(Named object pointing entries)
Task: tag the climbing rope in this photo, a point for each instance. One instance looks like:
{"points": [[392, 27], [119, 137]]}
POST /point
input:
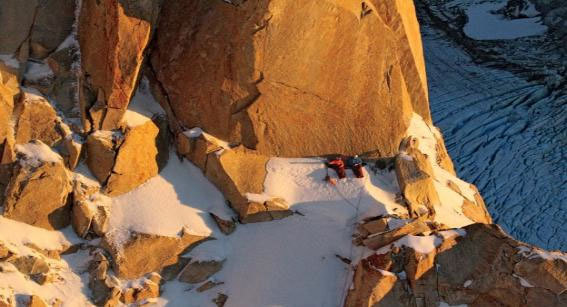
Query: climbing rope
{"points": [[351, 249]]}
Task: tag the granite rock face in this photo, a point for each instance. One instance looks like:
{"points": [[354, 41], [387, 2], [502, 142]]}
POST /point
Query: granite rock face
{"points": [[479, 265], [38, 189], [291, 78]]}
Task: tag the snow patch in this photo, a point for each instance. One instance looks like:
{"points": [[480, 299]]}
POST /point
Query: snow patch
{"points": [[10, 60], [485, 25], [36, 153], [179, 197]]}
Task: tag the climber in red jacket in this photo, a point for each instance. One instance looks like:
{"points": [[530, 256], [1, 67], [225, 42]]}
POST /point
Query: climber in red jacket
{"points": [[339, 166]]}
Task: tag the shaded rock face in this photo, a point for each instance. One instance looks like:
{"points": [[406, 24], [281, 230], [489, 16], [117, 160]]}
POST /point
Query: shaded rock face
{"points": [[90, 211], [36, 26], [415, 178], [38, 189], [113, 36], [273, 79], [145, 253], [123, 161], [136, 160], [485, 267]]}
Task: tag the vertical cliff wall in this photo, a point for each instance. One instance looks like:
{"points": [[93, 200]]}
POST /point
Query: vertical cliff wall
{"points": [[293, 78]]}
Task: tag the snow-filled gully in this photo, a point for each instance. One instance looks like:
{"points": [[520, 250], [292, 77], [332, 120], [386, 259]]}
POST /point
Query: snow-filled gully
{"points": [[506, 135]]}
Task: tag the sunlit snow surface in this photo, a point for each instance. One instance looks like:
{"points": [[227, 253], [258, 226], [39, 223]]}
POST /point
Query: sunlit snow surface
{"points": [[506, 135]]}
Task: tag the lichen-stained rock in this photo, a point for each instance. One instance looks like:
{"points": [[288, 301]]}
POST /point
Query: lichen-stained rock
{"points": [[16, 20], [415, 178], [478, 265], [144, 253], [198, 271], [7, 298], [53, 22], [379, 240], [136, 160], [545, 273], [36, 301], [105, 290], [239, 173], [101, 153], [38, 189], [36, 120], [71, 150], [90, 211], [260, 73], [9, 90], [113, 36]]}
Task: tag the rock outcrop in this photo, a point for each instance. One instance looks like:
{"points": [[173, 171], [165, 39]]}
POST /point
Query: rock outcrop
{"points": [[416, 179], [37, 120], [123, 160], [136, 159], [479, 266], [275, 81], [113, 36], [144, 253], [238, 173], [38, 189], [90, 212], [7, 297]]}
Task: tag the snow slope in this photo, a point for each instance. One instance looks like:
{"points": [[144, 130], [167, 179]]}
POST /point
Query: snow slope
{"points": [[506, 135], [483, 24]]}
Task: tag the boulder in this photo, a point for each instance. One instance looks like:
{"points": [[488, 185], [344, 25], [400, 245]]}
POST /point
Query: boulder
{"points": [[9, 90], [263, 67], [544, 273], [479, 265], [136, 160], [53, 22], [239, 173], [36, 301], [16, 20], [101, 153], [113, 36], [209, 285], [37, 120], [30, 264], [5, 252], [382, 239], [415, 178], [71, 151], [143, 253], [38, 189], [199, 271], [105, 290], [63, 89], [226, 226], [7, 298], [90, 211]]}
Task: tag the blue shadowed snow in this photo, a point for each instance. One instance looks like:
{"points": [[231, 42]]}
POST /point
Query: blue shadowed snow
{"points": [[505, 135], [483, 24]]}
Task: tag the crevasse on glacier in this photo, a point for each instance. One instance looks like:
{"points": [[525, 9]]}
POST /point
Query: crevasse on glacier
{"points": [[506, 135]]}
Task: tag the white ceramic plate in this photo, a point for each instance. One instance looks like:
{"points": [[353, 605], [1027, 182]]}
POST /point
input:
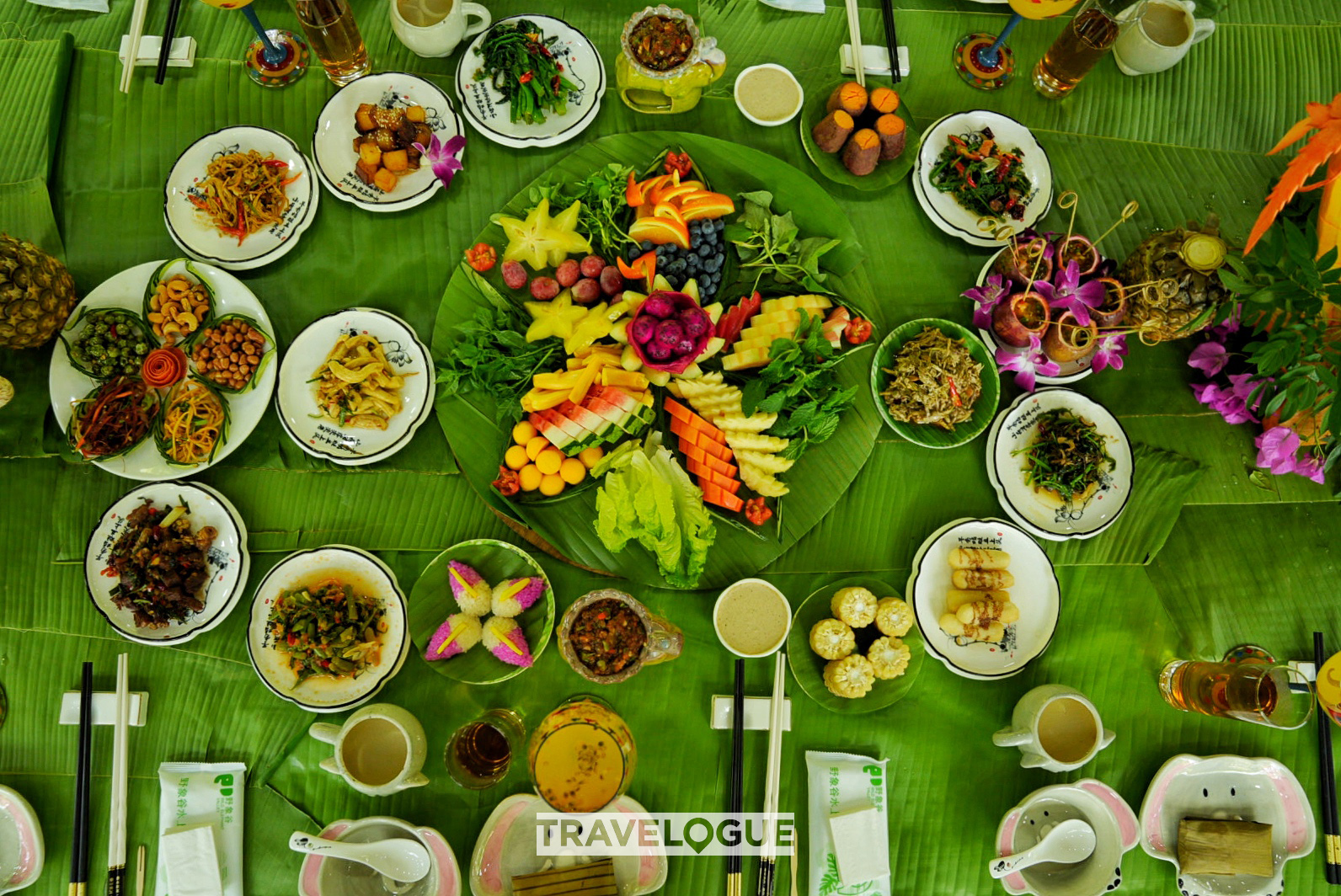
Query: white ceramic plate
{"points": [[1035, 593], [126, 290], [947, 214], [303, 569], [227, 560], [190, 228], [1044, 514], [296, 400], [1071, 372], [333, 141], [505, 846], [1236, 789], [22, 851], [489, 112]]}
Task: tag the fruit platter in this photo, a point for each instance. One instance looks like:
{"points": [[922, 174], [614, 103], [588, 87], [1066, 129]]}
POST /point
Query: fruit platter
{"points": [[661, 339]]}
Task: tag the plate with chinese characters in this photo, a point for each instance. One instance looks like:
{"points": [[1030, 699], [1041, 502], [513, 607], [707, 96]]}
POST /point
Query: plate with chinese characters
{"points": [[226, 569], [337, 128], [489, 112], [355, 387], [967, 563]]}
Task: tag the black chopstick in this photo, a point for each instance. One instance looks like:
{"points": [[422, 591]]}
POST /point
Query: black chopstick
{"points": [[738, 726], [79, 855], [1328, 780], [169, 35], [890, 38]]}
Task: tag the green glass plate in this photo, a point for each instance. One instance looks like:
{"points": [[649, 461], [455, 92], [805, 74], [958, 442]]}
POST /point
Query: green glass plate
{"points": [[930, 436], [432, 602], [831, 164], [809, 667]]}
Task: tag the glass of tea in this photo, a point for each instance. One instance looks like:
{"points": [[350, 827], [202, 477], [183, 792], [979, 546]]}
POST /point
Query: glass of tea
{"points": [[582, 755], [1277, 696], [479, 754]]}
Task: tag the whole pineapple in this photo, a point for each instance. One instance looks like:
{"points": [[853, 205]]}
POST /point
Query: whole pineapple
{"points": [[36, 294], [1175, 274]]}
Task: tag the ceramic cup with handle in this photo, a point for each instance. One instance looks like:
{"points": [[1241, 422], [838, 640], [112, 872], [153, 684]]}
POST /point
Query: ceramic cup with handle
{"points": [[432, 29], [1055, 728], [378, 750], [1157, 35]]}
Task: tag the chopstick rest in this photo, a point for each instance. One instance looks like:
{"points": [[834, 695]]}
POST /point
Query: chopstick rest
{"points": [[874, 59], [180, 56]]}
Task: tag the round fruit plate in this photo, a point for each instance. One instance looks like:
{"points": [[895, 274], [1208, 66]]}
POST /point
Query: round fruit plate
{"points": [[924, 435], [809, 667], [831, 164], [126, 291], [432, 602], [480, 432]]}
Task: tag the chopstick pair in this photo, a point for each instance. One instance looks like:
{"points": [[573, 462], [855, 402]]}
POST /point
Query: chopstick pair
{"points": [[1327, 777]]}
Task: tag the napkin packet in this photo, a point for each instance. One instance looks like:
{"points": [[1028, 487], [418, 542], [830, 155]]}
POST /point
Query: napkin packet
{"points": [[200, 823], [847, 797]]}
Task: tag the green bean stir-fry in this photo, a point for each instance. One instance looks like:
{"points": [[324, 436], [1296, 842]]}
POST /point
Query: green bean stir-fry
{"points": [[1066, 456], [982, 176], [521, 65], [328, 629], [935, 381]]}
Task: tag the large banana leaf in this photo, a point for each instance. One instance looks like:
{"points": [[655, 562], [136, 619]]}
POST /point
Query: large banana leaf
{"points": [[817, 479]]}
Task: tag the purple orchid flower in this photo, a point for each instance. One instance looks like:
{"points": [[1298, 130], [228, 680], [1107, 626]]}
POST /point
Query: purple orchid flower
{"points": [[1069, 294], [987, 296], [444, 157], [1209, 357], [1028, 364], [1110, 350]]}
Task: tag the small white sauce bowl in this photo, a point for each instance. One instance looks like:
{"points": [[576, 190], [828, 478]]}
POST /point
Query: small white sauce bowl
{"points": [[801, 94]]}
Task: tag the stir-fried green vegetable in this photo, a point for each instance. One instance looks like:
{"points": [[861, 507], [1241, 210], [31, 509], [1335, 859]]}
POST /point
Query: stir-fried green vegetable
{"points": [[935, 381], [521, 65], [982, 176], [328, 629], [1066, 456]]}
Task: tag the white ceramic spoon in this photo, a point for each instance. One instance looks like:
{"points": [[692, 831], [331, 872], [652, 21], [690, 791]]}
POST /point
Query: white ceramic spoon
{"points": [[401, 860], [1069, 843]]}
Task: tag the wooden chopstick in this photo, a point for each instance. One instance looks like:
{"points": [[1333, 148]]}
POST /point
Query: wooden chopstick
{"points": [[79, 852], [772, 778], [1328, 780], [117, 824], [169, 34], [854, 36], [137, 29], [890, 38], [738, 726]]}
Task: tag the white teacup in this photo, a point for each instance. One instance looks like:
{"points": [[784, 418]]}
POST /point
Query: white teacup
{"points": [[378, 750], [1157, 34], [432, 29], [1055, 728]]}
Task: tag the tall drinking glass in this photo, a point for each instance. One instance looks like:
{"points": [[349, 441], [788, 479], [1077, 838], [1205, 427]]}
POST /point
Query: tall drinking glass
{"points": [[1085, 39], [334, 36]]}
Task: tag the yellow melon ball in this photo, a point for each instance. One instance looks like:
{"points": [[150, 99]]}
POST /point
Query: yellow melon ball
{"points": [[530, 477], [516, 457], [536, 445], [548, 461], [591, 456], [573, 471], [523, 432]]}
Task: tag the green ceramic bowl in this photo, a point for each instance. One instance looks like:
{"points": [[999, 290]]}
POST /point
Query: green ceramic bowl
{"points": [[831, 164], [931, 436], [432, 602], [809, 667]]}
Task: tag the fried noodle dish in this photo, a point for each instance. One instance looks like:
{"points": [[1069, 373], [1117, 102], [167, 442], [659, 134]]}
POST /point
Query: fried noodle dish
{"points": [[161, 565], [935, 381], [355, 385], [244, 192]]}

*Stated exercise*
Update the data from the line containing "Task: tag the wooden" through the end, replacing "white teacup" with "porcelain teacup" and leaving everything else unchanged.

*Exercise result*
Task: tag the wooden chopstick in this photo, a point for each instance. One instance looks like:
{"points": [[1333, 148]]}
POST /point
Query: wooden chopstick
{"points": [[79, 852], [772, 778], [1328, 780], [117, 824], [169, 34], [854, 36], [137, 29], [890, 38], [738, 726]]}
Task: tag the porcelain teacup in this photo, a point for each instance. One instance looks like:
{"points": [[784, 418]]}
POST /point
Query: porcelain teacup
{"points": [[378, 750], [1157, 34], [432, 29], [1055, 728]]}
Task: tag the tall drinking glass in this photo, a point for each instance. One instance looks like:
{"points": [[349, 441], [788, 479], [1077, 838], [1205, 427]]}
POST /point
Query: tall drinking glass
{"points": [[1085, 39], [334, 36]]}
Task: tag the yellow melon ball in this photo, a point for each instance. One instance looks like:
{"points": [[150, 99]]}
POST /point
Query: yellow melon ball
{"points": [[530, 477], [516, 457], [536, 445], [548, 461], [591, 456], [573, 471], [523, 432]]}
Task: tag the green ceramic bowl in this photo, a point for each instance. One instance looks like:
{"points": [[999, 290]]}
POST /point
Query: green ceramic bowl
{"points": [[831, 164], [931, 436], [432, 602], [809, 667]]}
Task: tag the fried noodle dish in this photo, a point for each instance. One instance looks like:
{"points": [[1069, 373], [1117, 102], [167, 442], [659, 134]]}
POST /point
Query: fried noodle dish
{"points": [[161, 565], [935, 381], [355, 385], [244, 192]]}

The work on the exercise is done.